Protecting Food on the Move

 

Those blueberries on your cereal? They’re from Chili. That orange? South Africa. Today’s food travels incredible distances to get to you. And behind your grilled salmon supper, there’s a dizzying array of complex cold chain management and monitoring that needs to happen to get it to your table — safe and tasty.

Industry experts say that from farm (or ocean) to your fork, there can be as many as 15–20 transfer points (hand-offs) in the cold chain process, encompassing trucks, containers and even planes. Each stop increases the risk of food safety incidences, spoilage and lost profits.

What’s at stake when the cold chain breaks?

Food and resource waste

One of the more frustrating things to me is the amount of time, money and resources spent producing food and getting it to where it needs to go — only to have it spoil by the time it gets to the point of sale. Think of all the work, expenses, fuel and greenhouse gas emissions it requires to get product from California to the East Coast. When there’s a break in the cold chain, all of that time, effort and money could potentially be lost.

Data rows:
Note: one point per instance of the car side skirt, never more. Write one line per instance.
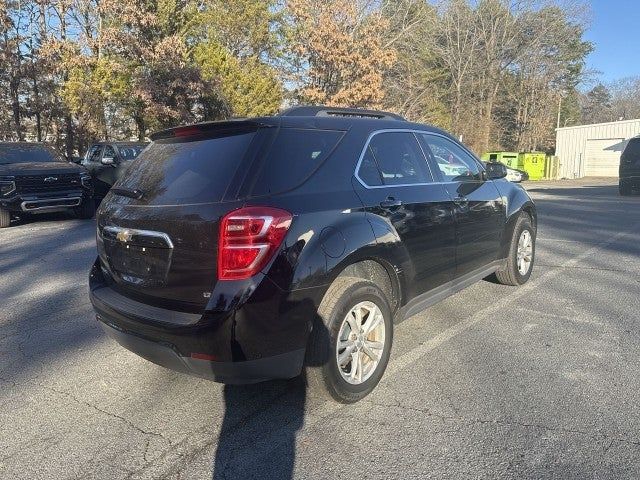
(427, 299)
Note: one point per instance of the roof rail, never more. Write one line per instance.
(323, 111)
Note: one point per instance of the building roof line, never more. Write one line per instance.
(599, 124)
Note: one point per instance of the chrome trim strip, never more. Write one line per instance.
(77, 202)
(414, 131)
(143, 233)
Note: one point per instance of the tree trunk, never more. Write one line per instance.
(69, 138)
(139, 119)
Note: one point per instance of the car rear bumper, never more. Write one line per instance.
(286, 365)
(630, 180)
(253, 342)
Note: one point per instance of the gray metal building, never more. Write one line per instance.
(593, 150)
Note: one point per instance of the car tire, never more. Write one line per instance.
(336, 316)
(86, 210)
(5, 218)
(624, 189)
(522, 247)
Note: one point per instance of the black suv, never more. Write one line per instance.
(630, 167)
(248, 250)
(34, 178)
(107, 162)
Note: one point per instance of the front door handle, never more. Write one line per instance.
(390, 202)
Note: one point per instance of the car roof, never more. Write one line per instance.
(130, 143)
(305, 118)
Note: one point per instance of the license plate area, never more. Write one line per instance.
(138, 257)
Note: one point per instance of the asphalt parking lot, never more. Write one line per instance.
(540, 381)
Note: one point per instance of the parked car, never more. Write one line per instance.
(34, 178)
(630, 167)
(107, 161)
(247, 250)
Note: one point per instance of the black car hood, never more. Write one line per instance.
(42, 168)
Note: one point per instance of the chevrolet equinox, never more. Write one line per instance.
(256, 249)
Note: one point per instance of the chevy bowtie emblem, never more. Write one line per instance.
(124, 236)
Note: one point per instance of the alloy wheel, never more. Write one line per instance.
(361, 342)
(524, 253)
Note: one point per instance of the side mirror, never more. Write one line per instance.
(496, 170)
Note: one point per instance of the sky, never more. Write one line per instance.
(614, 31)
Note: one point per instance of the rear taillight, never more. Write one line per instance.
(249, 237)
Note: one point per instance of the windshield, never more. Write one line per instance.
(23, 153)
(129, 152)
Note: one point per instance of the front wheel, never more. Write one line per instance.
(521, 253)
(351, 342)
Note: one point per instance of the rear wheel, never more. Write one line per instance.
(521, 253)
(5, 218)
(86, 210)
(624, 188)
(349, 351)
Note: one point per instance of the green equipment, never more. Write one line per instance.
(533, 163)
(510, 159)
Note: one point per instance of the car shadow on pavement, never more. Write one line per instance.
(262, 445)
(258, 433)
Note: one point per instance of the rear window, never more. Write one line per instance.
(196, 171)
(27, 153)
(129, 152)
(294, 156)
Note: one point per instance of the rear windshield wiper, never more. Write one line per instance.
(126, 192)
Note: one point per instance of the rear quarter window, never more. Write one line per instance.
(292, 158)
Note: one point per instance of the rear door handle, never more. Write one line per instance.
(461, 201)
(390, 202)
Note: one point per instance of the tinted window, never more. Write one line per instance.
(199, 171)
(129, 152)
(368, 171)
(454, 163)
(27, 153)
(293, 157)
(399, 159)
(109, 152)
(94, 153)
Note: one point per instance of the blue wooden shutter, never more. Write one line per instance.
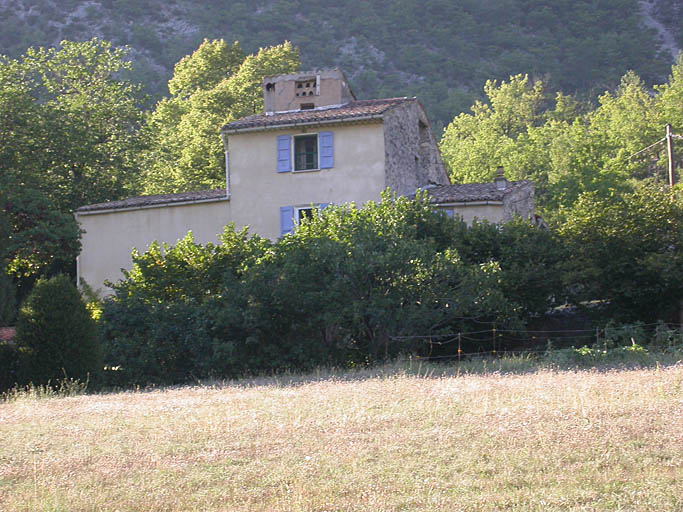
(326, 150)
(284, 161)
(286, 220)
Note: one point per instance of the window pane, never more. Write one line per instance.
(306, 152)
(305, 213)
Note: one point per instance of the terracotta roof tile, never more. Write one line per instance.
(156, 200)
(469, 192)
(352, 110)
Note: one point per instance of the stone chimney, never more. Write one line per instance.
(500, 181)
(306, 90)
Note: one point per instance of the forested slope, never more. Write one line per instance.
(441, 50)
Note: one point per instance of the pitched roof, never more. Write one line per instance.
(354, 110)
(156, 200)
(469, 192)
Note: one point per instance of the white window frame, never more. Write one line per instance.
(317, 143)
(311, 207)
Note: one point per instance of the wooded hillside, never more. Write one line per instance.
(441, 50)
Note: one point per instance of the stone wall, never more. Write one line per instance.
(411, 155)
(519, 201)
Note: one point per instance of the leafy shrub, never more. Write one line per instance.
(9, 366)
(348, 287)
(8, 304)
(56, 336)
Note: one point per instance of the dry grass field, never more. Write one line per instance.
(380, 440)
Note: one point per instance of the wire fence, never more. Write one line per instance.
(514, 342)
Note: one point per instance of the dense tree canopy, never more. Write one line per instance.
(565, 147)
(68, 137)
(213, 86)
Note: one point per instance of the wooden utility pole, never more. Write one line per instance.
(670, 154)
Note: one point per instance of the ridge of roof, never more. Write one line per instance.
(357, 109)
(156, 200)
(468, 192)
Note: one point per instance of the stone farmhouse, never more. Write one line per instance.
(314, 145)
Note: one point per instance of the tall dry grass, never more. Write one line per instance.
(388, 440)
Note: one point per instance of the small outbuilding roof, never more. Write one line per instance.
(470, 192)
(354, 110)
(156, 200)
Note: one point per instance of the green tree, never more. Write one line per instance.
(213, 86)
(627, 252)
(473, 145)
(68, 137)
(56, 335)
(68, 124)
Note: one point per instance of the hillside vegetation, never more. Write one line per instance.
(441, 50)
(387, 439)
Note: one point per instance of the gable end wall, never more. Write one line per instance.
(411, 155)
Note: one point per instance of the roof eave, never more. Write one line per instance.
(148, 206)
(289, 124)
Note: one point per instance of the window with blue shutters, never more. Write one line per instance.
(290, 216)
(286, 220)
(284, 161)
(326, 140)
(308, 152)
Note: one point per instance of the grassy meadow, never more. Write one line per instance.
(406, 437)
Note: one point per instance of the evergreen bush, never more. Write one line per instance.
(56, 335)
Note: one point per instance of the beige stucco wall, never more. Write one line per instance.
(257, 190)
(109, 237)
(493, 212)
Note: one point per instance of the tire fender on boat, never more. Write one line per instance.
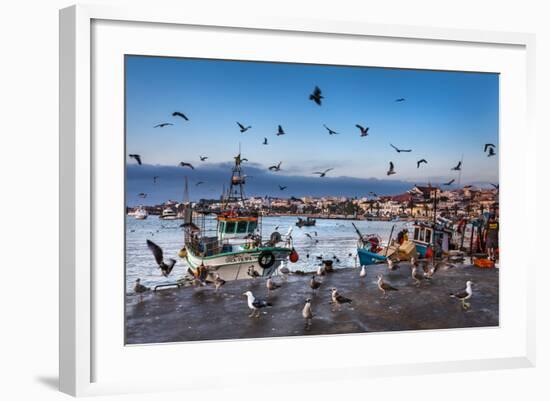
(266, 259)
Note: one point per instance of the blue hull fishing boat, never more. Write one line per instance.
(369, 250)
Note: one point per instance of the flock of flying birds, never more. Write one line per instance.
(317, 97)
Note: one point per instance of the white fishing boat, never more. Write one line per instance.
(168, 214)
(229, 241)
(140, 213)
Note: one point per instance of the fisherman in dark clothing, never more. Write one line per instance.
(491, 237)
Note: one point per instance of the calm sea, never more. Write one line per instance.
(334, 238)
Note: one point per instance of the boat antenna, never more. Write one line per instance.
(460, 171)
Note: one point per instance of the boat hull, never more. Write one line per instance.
(369, 258)
(235, 265)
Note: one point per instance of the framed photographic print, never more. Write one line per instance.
(236, 189)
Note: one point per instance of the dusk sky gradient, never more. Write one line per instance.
(446, 116)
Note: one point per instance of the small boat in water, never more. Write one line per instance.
(308, 222)
(168, 214)
(229, 241)
(140, 213)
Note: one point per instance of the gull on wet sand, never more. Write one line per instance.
(271, 285)
(464, 295)
(307, 314)
(314, 284)
(165, 267)
(383, 286)
(255, 304)
(140, 288)
(218, 281)
(338, 299)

Exercise requirements: Would you repeat everything in the cold chain passage from "Protecting Food on" down to "and lost profits.", word for word? These rows come from a different source than the passage.

Exercise solution:
Protecting Food on the Move

 

Those blueberries on your cereal? They’re from Chili. That orange? South Africa. Today’s food travels incredible distances to get to you. And behind your grilled salmon supper, there’s a dizzying array of complex cold chain management and monitoring that needs to happen to get it to your table — safe and tasty.

Industry experts say that from farm (or ocean) to your fork, there can be as many as 15–20 transfer points (hand-offs) in the cold chain process, encompassing trucks, containers and even planes. Each stop increases the risk of food safety incidences, spoilage and lost profits.